WHAT TO PRODUCE >>
Only the pictures are to be left out; set down the rest of the records exactly.

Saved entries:
---------------
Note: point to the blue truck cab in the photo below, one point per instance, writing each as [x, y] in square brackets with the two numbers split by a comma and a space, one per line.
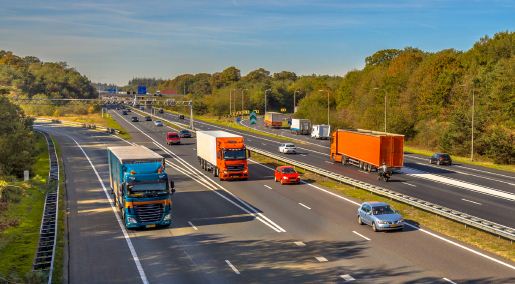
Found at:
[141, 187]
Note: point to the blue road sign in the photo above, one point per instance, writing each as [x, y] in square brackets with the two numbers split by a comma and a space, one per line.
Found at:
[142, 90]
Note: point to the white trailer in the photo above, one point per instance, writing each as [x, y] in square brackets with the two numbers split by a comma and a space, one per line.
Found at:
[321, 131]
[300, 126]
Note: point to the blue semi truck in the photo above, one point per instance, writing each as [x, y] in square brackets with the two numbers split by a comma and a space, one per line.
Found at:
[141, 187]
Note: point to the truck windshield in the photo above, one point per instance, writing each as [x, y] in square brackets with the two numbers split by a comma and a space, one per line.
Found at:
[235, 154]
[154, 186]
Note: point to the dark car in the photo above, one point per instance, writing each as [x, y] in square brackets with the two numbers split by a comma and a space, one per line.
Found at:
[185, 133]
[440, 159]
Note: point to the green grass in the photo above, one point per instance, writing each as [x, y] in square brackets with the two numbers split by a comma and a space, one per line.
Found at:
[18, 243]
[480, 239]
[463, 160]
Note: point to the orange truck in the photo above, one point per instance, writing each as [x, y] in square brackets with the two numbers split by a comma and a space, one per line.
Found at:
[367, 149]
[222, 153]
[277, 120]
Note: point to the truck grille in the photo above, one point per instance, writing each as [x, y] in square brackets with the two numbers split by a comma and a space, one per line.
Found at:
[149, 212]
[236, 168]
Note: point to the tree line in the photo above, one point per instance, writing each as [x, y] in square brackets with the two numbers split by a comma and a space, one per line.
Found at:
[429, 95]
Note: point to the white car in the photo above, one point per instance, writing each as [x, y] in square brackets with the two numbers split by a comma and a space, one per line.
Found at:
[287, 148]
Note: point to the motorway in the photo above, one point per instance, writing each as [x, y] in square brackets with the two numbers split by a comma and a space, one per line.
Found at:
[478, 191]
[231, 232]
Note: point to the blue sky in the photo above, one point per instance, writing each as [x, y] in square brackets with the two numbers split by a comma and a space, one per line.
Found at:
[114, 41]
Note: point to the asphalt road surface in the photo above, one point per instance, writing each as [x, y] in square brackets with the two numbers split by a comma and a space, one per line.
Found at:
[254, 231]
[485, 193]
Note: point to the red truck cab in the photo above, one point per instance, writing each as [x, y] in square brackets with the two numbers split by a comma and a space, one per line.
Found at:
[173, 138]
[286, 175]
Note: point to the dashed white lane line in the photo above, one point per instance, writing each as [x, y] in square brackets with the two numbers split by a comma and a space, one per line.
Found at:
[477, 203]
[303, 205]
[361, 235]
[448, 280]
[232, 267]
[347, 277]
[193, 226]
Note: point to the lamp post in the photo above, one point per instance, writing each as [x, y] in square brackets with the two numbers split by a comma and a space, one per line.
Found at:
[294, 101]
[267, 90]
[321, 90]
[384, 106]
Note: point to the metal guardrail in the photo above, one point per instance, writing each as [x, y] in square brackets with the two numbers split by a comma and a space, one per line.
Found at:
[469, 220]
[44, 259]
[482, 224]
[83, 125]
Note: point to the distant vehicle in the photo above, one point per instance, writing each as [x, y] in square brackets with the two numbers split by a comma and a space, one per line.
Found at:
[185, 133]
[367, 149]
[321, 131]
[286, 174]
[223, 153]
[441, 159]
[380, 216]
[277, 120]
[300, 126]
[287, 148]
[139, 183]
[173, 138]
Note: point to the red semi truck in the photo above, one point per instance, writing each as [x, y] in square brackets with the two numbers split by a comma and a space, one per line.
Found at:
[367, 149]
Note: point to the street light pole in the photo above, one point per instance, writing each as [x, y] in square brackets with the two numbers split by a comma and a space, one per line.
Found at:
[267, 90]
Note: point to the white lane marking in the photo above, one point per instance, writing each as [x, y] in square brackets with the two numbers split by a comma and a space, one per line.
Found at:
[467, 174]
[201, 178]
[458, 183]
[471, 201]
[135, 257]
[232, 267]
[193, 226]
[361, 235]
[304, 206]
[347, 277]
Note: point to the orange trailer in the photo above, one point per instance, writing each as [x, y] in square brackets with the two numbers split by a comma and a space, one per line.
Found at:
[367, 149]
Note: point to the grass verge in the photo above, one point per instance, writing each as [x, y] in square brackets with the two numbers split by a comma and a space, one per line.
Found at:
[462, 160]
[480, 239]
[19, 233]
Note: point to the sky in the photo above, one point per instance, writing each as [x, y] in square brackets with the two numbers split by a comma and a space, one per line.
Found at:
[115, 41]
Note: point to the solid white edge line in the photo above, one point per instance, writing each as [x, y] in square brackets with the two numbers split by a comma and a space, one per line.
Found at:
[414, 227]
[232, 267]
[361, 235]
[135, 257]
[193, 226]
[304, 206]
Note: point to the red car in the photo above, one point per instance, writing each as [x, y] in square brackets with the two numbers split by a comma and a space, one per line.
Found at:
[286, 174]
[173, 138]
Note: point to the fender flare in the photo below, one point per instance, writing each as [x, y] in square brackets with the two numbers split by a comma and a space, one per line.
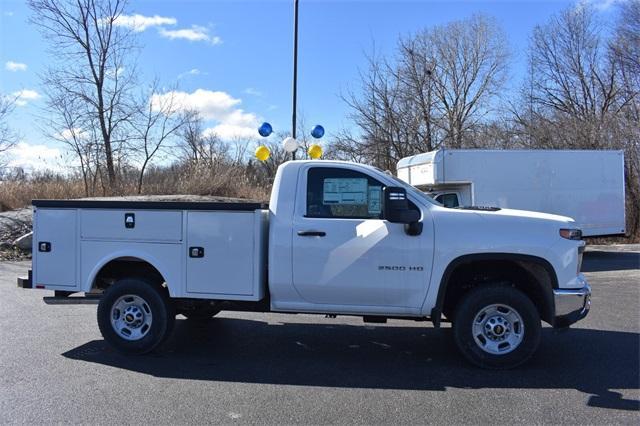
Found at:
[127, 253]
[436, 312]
---------------
EXERCISE RESULT >>
Note: point to the blue truck cab in the photo below, one point per instance, writing each as [x, y] in square brackets with the two numbers split by a comma and a space, one per line.
Found at:
[141, 187]
Note: point to the blue road sign in the photo above, one point per instance, writing each as [x, y] in square brackets with the two numbers split by a comma and a space, one per line.
Found at:
[142, 90]
Note: point to the white trailer in the photo above, one point per instance, writing each as [x, y] in square brackets with the two numbers split by a comma and a space, one per line.
Found at:
[321, 131]
[300, 126]
Note: point to the blue semi truck in the photo above, one point per instance, writing each as [x, y] in square brackets with the two numbers split by a comma and a space, one per line.
Found at:
[141, 187]
Note: point to the truck windshield in the photo above, one point per instance, writing each as [x, y] in square brackets with the two numbers split by a comma and a space, one per line.
Found at:
[235, 154]
[154, 186]
Note: point to the dark car in the photo above, one point per instance, writing each as [x, y] in square brackets with the two numbers split by a comma and a space, one per line.
Found at:
[185, 133]
[440, 159]
Note: point to the green grass in the photo above, one point per instance, writing each as [x, y] in square brackets with the two numbers split by a comma and a space, one per line.
Found at:
[18, 243]
[480, 239]
[463, 160]
Note: point to the orange truck in the photo above, one point per instance, writing each as [x, y] in square brackets with the two numbers split by a comma and a space, one per line.
Found at:
[367, 149]
[222, 153]
[277, 120]
Note: point to the truck grille in the photo above, one point per instance, writing each as [x, y] in square brackets with the two numbers split by a comma and a space, one per line.
Found at:
[149, 212]
[236, 168]
Note: point to the tree line in the photo above, one point per instance, writing each as [x, y] in square brackets with the two numbers split by a comma and a space, one per line.
Found at:
[429, 95]
Note: point to the white car in the photo above, one point per instance, writing each as [x, y] in square brackets with the two numbers split by a comma and a space, one per line.
Found at:
[287, 148]
Note: point to the motorway in the photo above, one point per instance, writing each as [x, y] in square brackets with the two numbers split by a comma and a space, one per line.
Found at:
[478, 191]
[231, 232]
Note: point to the blue sky in the photo above, one point per instance, writing each as [x, y] in square brackets with the two numbers split by a comma and a space, one per line.
Found at:
[114, 41]
Note: point to the asphalt road surface in the photo above, one point per instance, writing each as [x, y] in square brackets with the two numbers split by a comma and a space, one per line.
Found at:
[254, 231]
[485, 193]
Note: point to the red truck cab in the photo above, one point per instance, writing each as [x, y] in square brackets with the two numbers split by a comma and a space, one per line.
Found at:
[173, 138]
[286, 175]
Note: point to the dashed white lane line in the photo above, one point per instance, writing each as [x, y] in square brackets with the two numbers split by a comma and a space, one per line.
Found at:
[477, 203]
[303, 205]
[361, 235]
[448, 280]
[232, 267]
[347, 277]
[193, 226]
Note: point to the lamp post in the photo above, one point per instance, writing each as [x, y] in square brackets with the two numbers split by a comma and a space, one per line.
Found at:
[294, 101]
[267, 90]
[321, 90]
[384, 106]
Note: point to the metal guardrail in the photo above, one point per instance, writing each as [x, y] in square brackets with the two numbers split by a comma and a space, one per line.
Found at:
[469, 220]
[44, 259]
[482, 224]
[83, 125]
Note: point to the distant vehicle in the photo above, one point per instance, writing each as [x, y] in square brackets with the two numbers split by a comma and a space, one per line.
Found at:
[185, 133]
[367, 149]
[321, 131]
[286, 174]
[223, 153]
[441, 159]
[380, 216]
[277, 120]
[300, 126]
[287, 148]
[139, 183]
[173, 138]
Note: point to the red semi truck in the photo above, one point per instance, writing each as [x, y] in square brackets with the two numbers split by a comma and a space, one per line.
Found at:
[367, 149]
Note: point to the street light pole in the photo above, one point per instance, writing each as [x, y] in square brackets with the two numbers split by a comma and a space, one per line.
Found at:
[267, 90]
Note: point to the white lane marking in the photo above, one point per instance, writing each as [x, y] in square brackets with the two numbers split by a comma and a space, one per line.
Found at:
[467, 174]
[201, 178]
[458, 183]
[471, 201]
[135, 257]
[232, 267]
[193, 226]
[361, 235]
[304, 206]
[347, 277]
Note: point to the orange trailer in the photo above, one point per instance, writing each as [x, y] in square brackets with the two numbers split by a comma and a space, one per line.
Found at:
[367, 149]
Note: point to the grass verge in the photo above, one point per instance, writing each as [x, y] in square brackets with the two numbers split by a comma and a space, one per line.
Found at:
[462, 160]
[480, 239]
[19, 233]
Note: point to the sky in the photo above, one point per instance, writing each as [x, y] in square brackets with the two numbers split by a comma and a space, one per line.
Found at:
[115, 41]
Note: point to the solid white edge line in the photo above, one point per instance, writing each as [x, y] in square brackets with the two numbers split by a comma and a space, one per line.
Found at:
[414, 227]
[232, 267]
[361, 235]
[135, 257]
[193, 226]
[304, 206]
Note: point to the red car in the photo above, one point per instance, writing each as [x, y] in square brackets with the two numbers split by a comma and a space, one per line.
Found at:
[286, 174]
[173, 138]
Note: point to the fender flare in the photo below, one point per instance, writing each as [x, y] in square brackets with the two numbers split by a comma and a space, one per line.
Found at:
[127, 253]
[436, 312]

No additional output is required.